The day after Rich got back I called the counsellor to tell her and ask if I could my next appointment so that we could attend the counselling sessions together. But the Counsellor said that she couldn’t see us both together until she had seen Rich on his own first. I couldn’t believe it! Why? What right did Rich have to anything? Surely this was about me, about what Rich had done to me, and how he could make it right. What a fucking cheek that he was being given any help when he deserved everything that he got!
But the counsellor was insistent so I reluctantly booked Rich in to see her the following week. Neither of us were back at work so I booked Rich in for an afternoon session.
When Rich went to the session I was on tenterhooks all the time Rich was gone. What would he say to her about me? Would he slag me off and laugh about me as he had done in the past? Was he going to talk about ‘her’ and how much he still loved ‘her’? After all he wouldn’t say a word against ‘her’, despite the fact that ‘she’ had now started to call his work trying to contact him.
When Rich got back I immediately asked him what they had talked about; Rich said that the Counselor had told him that he was not allowed to tell me what had been discussed, or anything that he had said; that were things that he didn’t want to tell me or feel comfortable telling me. What the Fuck! Here I was, I had been lied to for months, I had been made a fool of, Rich had sided with someone else against me, he had talked about me and laughed at me with someone else, and now he was telling me that there were things that he still did not want to tell me. So what the fuck had he come back for? What was the point of it all if there were still going to be secrets between us, more lying, more covering up? Why, if Rich wanted me back could he tell the counsellor and not tell me?
At that moment in time I realised that I needed to seriously consider my position and whether I really wanted to be here; I started to realise that what we had was goneand it wasn’t coming back. In fact I did not know if Rich was worth swallowing my pride for any more, I already felt as if I was choking! It pissed me off that instead of being really honest Rich had now gone to MY counsellor and talked about me behind my back again. I was starting to really dislike this man that had come back and questioned whether I was making a massive fucking mistake, and wasn’t it just going to be easier to walk away?
I think that Rich could see the thoughts going through my head and knew that I was on the verge of getting out of the hellhole he had dragged me into; so he said that one of the things that they discussed was that he did not want a joint bank account anymore; that he thought that I only wanted him for the money that he brought into the house. I was shocked, because I thought that we would just be what we were, and more and more it was becoming clear that we would never be that again, in fact, it made me question if we were ever what I thought we were in the first place.

■ ■ ■ ■

**PROBLEM REQUIREMENTS:** Tell whether each statement agrees with the counselling passage, answering yes or no and quoting the words from the passage that settle it. 1. The counselor agreed to see the couple together before meeting Rich alone. 2. Rich's session was booked for the afternoon. 3. Rich said he wanted a joint bank account. The lines after this point are separate material, unrelated to the counselling passage.

■ ■ ■ ■

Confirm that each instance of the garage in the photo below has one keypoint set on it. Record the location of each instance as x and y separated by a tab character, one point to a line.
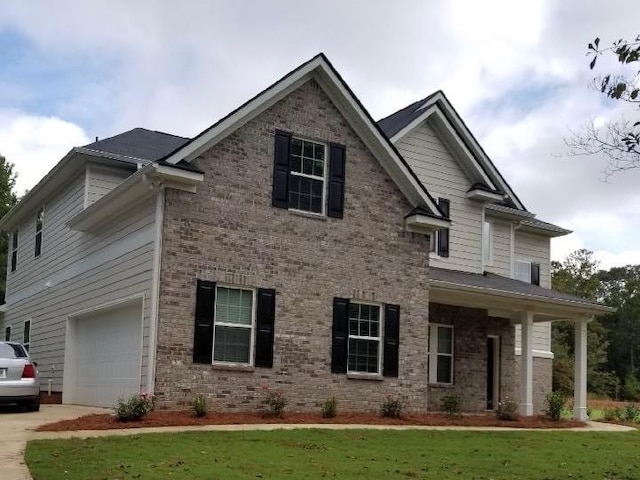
103	358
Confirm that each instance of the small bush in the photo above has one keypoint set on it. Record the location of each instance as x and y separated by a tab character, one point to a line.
329	408
134	408
391	407
199	406
274	403
452	404
555	405
507	409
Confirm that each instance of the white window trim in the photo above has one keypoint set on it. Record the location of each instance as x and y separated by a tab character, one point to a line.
325	183
359	337
433	353
235	325
487	243
24	325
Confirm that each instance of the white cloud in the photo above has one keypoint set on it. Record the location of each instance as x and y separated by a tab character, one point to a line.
35	144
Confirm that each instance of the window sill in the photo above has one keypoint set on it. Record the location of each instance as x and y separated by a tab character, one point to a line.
365	376
302	213
233	368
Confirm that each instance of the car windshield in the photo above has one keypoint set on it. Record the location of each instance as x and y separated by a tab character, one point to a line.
12	350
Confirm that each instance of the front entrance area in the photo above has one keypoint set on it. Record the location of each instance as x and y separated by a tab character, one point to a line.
103	360
493	371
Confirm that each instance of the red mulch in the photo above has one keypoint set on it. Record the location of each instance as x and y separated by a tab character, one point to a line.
164	418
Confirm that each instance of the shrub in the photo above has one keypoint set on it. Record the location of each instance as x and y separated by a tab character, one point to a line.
329	408
133	408
555	405
452	404
199	406
507	409
274	403
391	407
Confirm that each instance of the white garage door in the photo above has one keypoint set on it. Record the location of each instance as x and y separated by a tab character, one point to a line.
107	355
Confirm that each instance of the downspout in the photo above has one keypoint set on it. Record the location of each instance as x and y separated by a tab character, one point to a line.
155	291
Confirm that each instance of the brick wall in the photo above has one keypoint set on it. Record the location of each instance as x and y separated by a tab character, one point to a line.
229	232
471	329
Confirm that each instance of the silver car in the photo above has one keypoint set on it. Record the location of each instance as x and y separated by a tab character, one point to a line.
19	381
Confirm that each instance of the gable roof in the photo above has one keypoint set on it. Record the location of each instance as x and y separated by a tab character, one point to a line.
320	69
139	144
436	105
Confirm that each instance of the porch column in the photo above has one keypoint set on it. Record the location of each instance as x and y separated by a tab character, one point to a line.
580	376
526	365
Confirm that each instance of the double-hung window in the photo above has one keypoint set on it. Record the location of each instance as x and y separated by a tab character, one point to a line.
26	335
39	224
234	325
14	250
441	354
308	175
364	338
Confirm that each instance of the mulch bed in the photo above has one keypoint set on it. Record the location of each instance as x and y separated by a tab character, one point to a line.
164	418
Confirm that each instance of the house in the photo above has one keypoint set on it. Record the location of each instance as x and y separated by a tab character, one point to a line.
293	245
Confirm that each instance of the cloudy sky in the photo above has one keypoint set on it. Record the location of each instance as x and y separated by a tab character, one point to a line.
516	72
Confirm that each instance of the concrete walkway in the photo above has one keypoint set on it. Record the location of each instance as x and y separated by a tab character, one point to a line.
16	428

■ ■ ■ ■

**EXERCISE SOLUTION:**
1. No: "she couldn’t see us both together until she had seen Rich on his own first."
2. Yes: "I booked Rich in for an afternoon session."
3. No: "he did not want a joint bank account anymore"